**Exercise brief:** Can you present every line of the data below as a Markdown table with the columns Row and Line, one numbered row per line and blank lines skipped? Leave the pictures out of the table.

Object location annotation data
'''

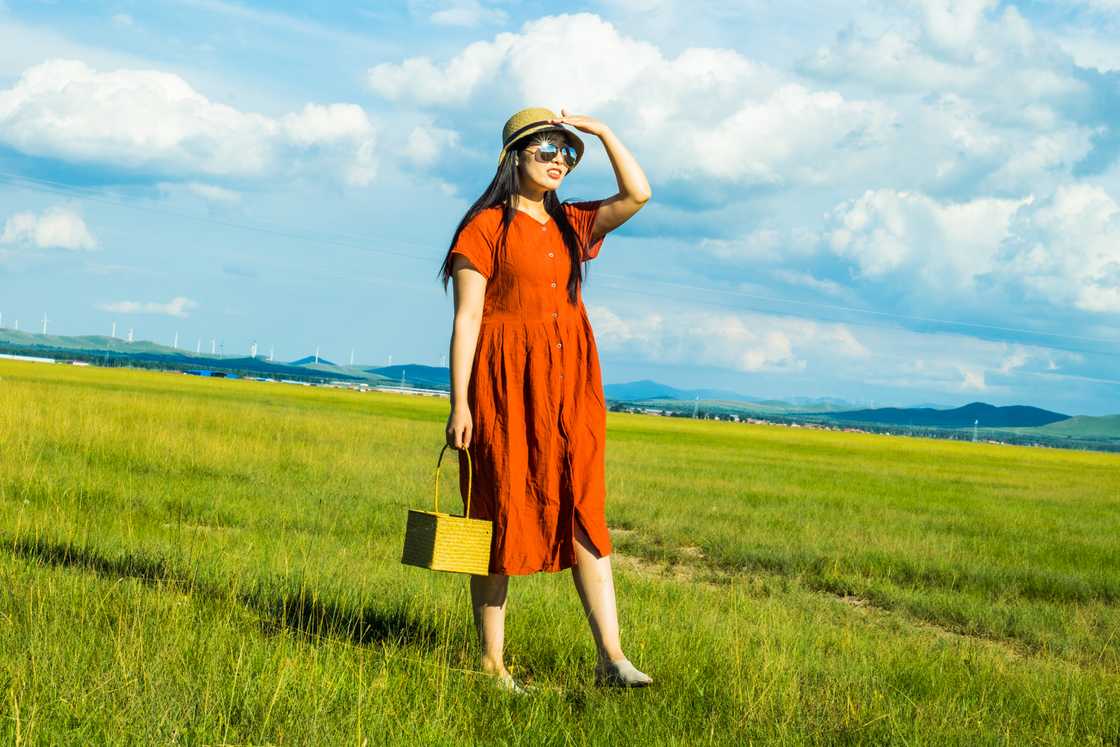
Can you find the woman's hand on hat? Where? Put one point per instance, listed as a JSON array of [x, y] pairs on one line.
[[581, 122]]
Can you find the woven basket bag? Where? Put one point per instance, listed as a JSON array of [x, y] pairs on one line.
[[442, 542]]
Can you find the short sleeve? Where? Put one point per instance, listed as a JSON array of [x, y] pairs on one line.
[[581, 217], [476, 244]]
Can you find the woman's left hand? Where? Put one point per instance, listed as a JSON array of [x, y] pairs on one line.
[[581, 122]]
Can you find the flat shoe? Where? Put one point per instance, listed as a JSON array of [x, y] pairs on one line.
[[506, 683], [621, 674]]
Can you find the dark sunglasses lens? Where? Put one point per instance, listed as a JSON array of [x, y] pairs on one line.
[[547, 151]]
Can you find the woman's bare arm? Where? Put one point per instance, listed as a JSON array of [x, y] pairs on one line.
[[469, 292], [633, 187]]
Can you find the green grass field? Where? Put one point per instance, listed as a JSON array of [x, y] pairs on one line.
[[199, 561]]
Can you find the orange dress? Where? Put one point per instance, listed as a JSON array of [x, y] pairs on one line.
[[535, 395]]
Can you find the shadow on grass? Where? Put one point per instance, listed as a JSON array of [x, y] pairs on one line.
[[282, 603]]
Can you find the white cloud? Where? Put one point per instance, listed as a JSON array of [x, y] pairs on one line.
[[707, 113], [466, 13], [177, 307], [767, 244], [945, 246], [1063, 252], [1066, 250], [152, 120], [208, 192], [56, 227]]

'''

**Exercise answer:**
| Row | Line |
|---|---|
| 1 | Can you find the woman's hand on hat? Where? Put one point per instance, listed as a JSON array of [x, y] pairs on one line. |
| 2 | [[581, 122]] |
| 3 | Can you find the woven basket bag? Where? Put one point per instance, listed as a JSON array of [x, y] pairs on one line. |
| 4 | [[442, 542]] |
| 5 | Can you find the short sleeve? Where? Put one point per instance, listed as a JSON array of [x, y] pairs on one line. |
| 6 | [[581, 217], [476, 244]] |
| 7 | Can you find the woman's left hand? Where? Put one point per instance, listed as a JSON array of [x, y] pairs on one line. |
| 8 | [[581, 122]] |
| 9 | Can you find the flat shoe? Where? Put one point per instance, listed as a JSON array of [x, y] pairs on one line. |
| 10 | [[506, 683], [621, 674]] |
| 11 | Can you find the dark sunglasses lens? Where? Put one point per instance, listed as a JSON array of [x, y] pairs on one line. |
| 12 | [[547, 151]] |
| 13 | Can you find the woman's bare arm? Where? Put one point per instance, listed as a JSON array of [x, y] pairs on one line. |
| 14 | [[469, 292], [633, 187]] |
| 15 | Can you find the green grass field? Where? Put one point per instance, listed as a JSON array of [x, y] pairs on one line. |
| 16 | [[199, 561]] |
| 17 | Can you find the orange dress? Where? Put one point per instance, listed as a JSON array of [x, y] pairs on one line. |
| 18 | [[535, 395]] |
| 19 | Can you find the shadow on grass? Where? Put one point per instance, listed as a JSON array of [x, y] pairs on one line. |
| 20 | [[282, 603]] |
| 21 | Can you find the white cloud? Where? Put one point per instance, listed as a JSON array of [x, y] pairs on one line. |
| 22 | [[707, 113], [466, 13], [177, 307], [767, 244], [945, 246], [1063, 252], [1066, 250], [152, 120], [208, 192], [56, 227]] |